[Stored data entries]
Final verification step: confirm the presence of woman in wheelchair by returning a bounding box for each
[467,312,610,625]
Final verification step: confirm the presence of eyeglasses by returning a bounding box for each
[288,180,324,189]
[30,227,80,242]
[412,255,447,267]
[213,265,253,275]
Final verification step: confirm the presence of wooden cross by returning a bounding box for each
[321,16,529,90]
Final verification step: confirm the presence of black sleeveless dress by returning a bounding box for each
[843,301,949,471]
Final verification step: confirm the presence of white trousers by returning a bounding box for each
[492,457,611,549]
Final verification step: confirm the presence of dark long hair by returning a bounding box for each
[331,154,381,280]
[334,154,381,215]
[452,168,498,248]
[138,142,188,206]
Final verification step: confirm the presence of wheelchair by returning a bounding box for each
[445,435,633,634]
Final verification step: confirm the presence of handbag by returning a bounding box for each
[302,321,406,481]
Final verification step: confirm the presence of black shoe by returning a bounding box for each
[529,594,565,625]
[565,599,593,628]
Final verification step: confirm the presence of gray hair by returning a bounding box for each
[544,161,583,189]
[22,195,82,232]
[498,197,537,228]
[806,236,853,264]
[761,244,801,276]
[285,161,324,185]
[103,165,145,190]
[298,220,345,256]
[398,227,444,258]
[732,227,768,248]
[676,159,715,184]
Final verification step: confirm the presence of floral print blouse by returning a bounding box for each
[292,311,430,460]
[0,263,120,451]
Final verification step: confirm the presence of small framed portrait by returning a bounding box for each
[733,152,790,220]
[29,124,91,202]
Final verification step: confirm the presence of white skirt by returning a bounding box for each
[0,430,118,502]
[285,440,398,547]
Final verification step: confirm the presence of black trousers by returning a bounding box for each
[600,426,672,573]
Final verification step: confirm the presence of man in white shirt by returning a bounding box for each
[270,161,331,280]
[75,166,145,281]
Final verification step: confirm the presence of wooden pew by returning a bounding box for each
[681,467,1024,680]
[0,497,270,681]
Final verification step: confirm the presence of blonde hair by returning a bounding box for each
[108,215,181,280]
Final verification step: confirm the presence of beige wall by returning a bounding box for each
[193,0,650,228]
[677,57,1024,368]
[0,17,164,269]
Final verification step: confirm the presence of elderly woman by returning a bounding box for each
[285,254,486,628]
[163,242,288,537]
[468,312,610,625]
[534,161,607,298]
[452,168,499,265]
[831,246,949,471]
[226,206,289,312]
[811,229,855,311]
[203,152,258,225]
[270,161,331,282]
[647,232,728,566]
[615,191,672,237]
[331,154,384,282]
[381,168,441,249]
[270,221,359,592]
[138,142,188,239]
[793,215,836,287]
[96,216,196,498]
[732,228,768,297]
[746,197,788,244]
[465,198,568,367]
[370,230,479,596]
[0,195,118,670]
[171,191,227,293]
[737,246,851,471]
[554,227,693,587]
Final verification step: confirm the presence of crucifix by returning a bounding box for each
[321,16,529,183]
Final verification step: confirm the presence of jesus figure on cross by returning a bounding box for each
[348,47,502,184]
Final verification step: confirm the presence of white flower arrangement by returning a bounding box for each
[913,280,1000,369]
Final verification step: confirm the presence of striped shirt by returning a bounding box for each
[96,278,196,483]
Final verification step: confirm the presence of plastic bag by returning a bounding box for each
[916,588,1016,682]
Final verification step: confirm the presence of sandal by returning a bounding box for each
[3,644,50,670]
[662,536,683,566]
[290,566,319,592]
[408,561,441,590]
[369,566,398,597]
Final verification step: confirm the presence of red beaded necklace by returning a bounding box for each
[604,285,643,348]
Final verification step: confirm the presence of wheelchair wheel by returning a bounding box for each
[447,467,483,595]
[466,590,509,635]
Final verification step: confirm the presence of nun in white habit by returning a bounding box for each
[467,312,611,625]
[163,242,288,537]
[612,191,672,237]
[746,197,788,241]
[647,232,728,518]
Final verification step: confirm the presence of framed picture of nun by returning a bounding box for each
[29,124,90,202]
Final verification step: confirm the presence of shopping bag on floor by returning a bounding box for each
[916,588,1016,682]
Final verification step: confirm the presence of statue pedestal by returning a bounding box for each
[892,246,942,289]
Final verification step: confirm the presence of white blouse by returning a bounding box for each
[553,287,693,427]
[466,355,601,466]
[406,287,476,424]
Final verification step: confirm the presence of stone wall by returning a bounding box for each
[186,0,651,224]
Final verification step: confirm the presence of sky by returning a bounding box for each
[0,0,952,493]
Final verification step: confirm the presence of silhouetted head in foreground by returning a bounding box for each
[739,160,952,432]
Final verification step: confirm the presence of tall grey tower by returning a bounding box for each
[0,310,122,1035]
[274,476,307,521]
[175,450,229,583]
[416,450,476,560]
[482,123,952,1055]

Written task. Repeat, character for character, the lines from the one that holds "Final verification step: confirm the presence of shopping" to the final line of the material, inclusive, and no other lines.

Complete response.
Final verification step: confirm the presence of shopping bag on floor by returning a bounding box for each
[916,588,1016,682]
Final verification step: confirm the presence of statue pedestal by returning a bounding box for each
[892,246,942,289]
Final verification step: confirm the presence of white blouse by returning a bounding box for each
[553,287,693,427]
[466,355,601,466]
[406,287,476,424]
Final verification step: confirm the presence of stone wall by returning a bounding box for each
[186,0,651,224]
Final verification step: confirm the presence of sky by returning a bounding box for each
[0,0,952,493]
Final verification step: confirm the presence of silhouetted head in foreground by returning a bounding box for each
[739,160,952,432]
Final verification step: confirm the presence of tall grey tower by returning a bounding box for each
[0,310,122,1035]
[274,476,307,521]
[175,450,229,583]
[416,450,476,560]
[482,123,952,1055]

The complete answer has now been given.